**WHAT NEEDS TO BE DONE**
Your answer must match the data word for word.

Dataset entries
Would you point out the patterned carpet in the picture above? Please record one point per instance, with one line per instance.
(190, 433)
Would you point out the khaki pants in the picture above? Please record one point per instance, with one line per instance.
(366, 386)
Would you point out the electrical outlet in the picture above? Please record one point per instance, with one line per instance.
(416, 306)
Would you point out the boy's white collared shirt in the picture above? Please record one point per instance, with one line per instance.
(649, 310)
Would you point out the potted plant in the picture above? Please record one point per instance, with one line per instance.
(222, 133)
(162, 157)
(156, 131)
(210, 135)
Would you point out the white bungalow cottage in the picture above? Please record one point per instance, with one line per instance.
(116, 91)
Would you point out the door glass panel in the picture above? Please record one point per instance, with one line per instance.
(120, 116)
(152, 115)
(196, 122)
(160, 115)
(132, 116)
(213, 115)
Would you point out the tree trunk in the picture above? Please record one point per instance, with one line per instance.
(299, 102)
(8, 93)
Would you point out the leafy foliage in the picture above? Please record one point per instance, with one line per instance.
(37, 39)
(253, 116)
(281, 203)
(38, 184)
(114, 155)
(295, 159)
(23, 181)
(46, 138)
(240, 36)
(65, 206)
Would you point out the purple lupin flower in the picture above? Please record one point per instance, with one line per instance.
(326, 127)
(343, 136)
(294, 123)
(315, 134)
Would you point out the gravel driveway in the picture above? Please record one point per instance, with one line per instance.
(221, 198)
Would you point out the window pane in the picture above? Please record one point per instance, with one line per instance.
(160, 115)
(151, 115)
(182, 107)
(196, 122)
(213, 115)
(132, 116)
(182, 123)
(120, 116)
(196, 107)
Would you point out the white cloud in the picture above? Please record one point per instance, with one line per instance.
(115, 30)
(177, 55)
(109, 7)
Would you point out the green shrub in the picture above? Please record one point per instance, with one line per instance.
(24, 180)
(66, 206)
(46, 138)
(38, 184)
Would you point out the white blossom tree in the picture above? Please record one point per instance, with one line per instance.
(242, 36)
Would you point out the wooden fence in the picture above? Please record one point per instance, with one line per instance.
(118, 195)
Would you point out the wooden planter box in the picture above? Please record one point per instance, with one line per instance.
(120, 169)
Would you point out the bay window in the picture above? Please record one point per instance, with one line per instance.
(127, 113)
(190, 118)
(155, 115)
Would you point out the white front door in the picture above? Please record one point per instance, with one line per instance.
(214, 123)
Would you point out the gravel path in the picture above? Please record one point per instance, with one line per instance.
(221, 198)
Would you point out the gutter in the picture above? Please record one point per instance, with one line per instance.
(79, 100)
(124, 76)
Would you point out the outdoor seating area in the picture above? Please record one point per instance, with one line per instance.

**YOUR RESPONSE**
Would you point out the patterned carpet in the picture above? Please record one point per instance, with one line per instance.
(190, 433)
Would you point out the khaki pants in the picture above? Please record one point per instance, with one line per instance.
(366, 386)
Would you point out the electrical outlet in the picture above? Please record one point per instance, with one line per instance.
(416, 306)
Would you point out the boy's white collared shirt in the picture above? Please record one point per instance, with one line per instance.
(649, 310)
Would you point out the potted plant in the picture above? Please record one point per instance, with one line per instance.
(222, 133)
(162, 157)
(156, 131)
(210, 135)
Would you point out the white bungalow cottage in the picture above? Please record one point per instance, with one line per instance.
(116, 91)
Would you point out the door glass panel in the picture above? Please record one point per instance, with one line per instance.
(120, 116)
(152, 115)
(196, 122)
(160, 115)
(132, 116)
(213, 115)
Would you point out the tree trunk in the picture above? Please record one point per instance, with one line per instance.
(299, 102)
(8, 93)
Would you point out the leafy foliage in the picture above? Please record one point per instance, with one line per instance.
(37, 39)
(253, 116)
(281, 203)
(38, 184)
(114, 155)
(295, 159)
(23, 181)
(46, 138)
(240, 36)
(65, 206)
Would you point out the purple lupin flower in the picture above? Please record one point per instance, with one line per instance.
(326, 127)
(343, 136)
(294, 123)
(315, 134)
Would you point out the gravel driveway in the picture above? Please record one point per instance, with one line per instance.
(221, 198)
Would you point out the window pane in the picture above? Please record one point per instance, with one line per instance.
(160, 115)
(151, 115)
(182, 107)
(196, 122)
(213, 115)
(132, 116)
(182, 123)
(120, 116)
(196, 107)
Would you point out the white cloud in the picture above? Please record one point per instance, with one line per instance.
(115, 30)
(177, 55)
(109, 7)
Would you point out the green shrub in the picture above? Please record one point per instance, with one line per instance.
(24, 180)
(66, 206)
(46, 138)
(38, 184)
Would you point out the white blossom tree in the picture above? Please record one point per instance, with one line per instance.
(242, 36)
Would you point out the wooden fence in the picture above? Please record one point per instance, with one line per instance.
(118, 195)
Would you point out the wooden planter box in the picture above? Please record one point per instance, with one line per instance.
(120, 169)
Would you point out the bay window in the picture above? Please record one point per instance, with one line per instance.
(127, 113)
(190, 118)
(155, 115)
Would you point out the white front door in the picture above? Please record one point per instance, with one line per instance.
(214, 123)
Would you point out the gravel path in the picture above? Please record one point per instance, with one line per instance.
(221, 198)
Would you point out the gutter in the picture above? Please record one point per instance, with one line per instance.
(79, 100)
(124, 76)
Would you point out the outdoor seating area in the picture above? Please record one point per instance, with one line per instance.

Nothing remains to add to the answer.